"""
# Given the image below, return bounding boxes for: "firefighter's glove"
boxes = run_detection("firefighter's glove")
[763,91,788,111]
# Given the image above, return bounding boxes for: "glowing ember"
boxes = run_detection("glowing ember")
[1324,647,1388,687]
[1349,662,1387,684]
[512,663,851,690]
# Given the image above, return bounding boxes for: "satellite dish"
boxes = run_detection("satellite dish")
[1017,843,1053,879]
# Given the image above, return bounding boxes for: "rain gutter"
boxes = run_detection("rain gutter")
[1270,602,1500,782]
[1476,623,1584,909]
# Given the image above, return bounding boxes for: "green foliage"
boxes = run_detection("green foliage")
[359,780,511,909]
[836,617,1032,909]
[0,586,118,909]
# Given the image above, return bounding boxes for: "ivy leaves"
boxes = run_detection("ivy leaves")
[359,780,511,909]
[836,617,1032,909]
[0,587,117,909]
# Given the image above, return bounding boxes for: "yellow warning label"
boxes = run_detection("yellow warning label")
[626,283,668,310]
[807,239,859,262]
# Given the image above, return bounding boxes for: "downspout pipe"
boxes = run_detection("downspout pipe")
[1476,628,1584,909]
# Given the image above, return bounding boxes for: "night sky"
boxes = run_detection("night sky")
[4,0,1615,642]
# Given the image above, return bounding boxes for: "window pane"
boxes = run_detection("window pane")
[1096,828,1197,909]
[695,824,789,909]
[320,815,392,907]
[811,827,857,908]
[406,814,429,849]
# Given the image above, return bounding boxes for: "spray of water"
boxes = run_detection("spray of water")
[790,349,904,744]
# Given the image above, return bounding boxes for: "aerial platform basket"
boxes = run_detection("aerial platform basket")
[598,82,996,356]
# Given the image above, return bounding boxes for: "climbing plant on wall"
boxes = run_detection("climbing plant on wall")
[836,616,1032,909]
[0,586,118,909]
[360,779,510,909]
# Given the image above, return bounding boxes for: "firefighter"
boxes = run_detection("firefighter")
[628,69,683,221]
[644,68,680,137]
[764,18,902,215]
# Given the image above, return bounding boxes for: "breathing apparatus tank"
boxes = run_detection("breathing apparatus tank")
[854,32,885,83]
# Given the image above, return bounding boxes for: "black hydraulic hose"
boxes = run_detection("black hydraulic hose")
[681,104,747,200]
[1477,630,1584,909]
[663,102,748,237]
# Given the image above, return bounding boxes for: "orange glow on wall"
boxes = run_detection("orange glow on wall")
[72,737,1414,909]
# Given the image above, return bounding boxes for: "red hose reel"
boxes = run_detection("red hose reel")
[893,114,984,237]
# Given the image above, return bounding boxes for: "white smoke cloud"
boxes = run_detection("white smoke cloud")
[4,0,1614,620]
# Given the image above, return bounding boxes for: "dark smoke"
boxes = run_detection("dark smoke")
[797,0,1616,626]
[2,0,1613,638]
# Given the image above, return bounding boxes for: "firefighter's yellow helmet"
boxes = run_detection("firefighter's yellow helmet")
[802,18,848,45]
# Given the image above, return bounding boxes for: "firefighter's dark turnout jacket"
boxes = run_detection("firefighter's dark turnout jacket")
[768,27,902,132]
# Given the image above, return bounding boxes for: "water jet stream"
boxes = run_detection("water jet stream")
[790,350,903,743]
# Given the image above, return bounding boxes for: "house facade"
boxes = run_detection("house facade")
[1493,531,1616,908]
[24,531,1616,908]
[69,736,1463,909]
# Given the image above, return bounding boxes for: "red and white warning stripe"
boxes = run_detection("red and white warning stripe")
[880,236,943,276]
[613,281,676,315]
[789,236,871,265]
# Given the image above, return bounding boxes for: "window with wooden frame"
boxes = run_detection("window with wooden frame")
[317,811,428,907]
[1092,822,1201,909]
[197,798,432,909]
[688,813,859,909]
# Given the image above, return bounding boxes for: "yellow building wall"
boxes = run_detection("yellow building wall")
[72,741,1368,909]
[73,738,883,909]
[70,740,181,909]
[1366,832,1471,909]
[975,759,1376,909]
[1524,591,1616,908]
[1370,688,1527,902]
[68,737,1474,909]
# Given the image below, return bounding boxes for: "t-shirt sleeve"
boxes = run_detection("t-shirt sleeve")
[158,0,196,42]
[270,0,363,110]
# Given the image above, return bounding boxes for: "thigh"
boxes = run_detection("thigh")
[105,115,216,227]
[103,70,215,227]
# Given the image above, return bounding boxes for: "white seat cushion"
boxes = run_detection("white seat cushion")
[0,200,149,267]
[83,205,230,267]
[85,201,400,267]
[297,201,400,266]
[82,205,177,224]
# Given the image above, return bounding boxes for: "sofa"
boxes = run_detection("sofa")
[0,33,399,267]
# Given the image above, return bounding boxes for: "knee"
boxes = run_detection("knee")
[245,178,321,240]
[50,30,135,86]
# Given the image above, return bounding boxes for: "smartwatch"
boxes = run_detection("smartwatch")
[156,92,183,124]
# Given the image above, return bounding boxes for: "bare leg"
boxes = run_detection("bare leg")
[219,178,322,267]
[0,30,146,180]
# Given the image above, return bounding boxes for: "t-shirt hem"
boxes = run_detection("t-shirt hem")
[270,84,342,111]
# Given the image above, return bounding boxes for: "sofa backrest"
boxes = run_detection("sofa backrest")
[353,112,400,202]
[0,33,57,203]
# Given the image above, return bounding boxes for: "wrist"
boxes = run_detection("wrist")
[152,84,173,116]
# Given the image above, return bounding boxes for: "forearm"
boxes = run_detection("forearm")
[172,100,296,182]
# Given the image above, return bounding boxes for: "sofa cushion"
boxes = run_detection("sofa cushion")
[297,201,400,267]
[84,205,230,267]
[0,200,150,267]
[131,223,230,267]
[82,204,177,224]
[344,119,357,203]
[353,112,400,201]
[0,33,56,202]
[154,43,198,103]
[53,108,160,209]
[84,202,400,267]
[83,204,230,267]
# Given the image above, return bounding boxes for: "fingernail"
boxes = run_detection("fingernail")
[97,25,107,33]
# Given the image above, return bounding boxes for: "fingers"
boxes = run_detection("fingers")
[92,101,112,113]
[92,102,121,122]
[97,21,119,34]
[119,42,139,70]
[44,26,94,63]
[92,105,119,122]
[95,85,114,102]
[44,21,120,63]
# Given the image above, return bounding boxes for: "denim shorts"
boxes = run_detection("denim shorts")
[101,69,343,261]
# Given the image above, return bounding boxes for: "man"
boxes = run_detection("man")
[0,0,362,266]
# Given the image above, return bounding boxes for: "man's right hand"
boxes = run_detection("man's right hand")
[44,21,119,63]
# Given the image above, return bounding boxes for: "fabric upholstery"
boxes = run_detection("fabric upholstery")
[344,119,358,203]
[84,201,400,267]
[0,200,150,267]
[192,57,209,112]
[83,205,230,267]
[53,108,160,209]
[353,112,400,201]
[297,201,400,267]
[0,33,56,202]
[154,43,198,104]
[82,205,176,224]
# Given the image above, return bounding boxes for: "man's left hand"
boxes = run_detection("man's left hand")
"""
About this task: What number of lines in the records hold the word "below"? Reply with that number alone.

Solution: 2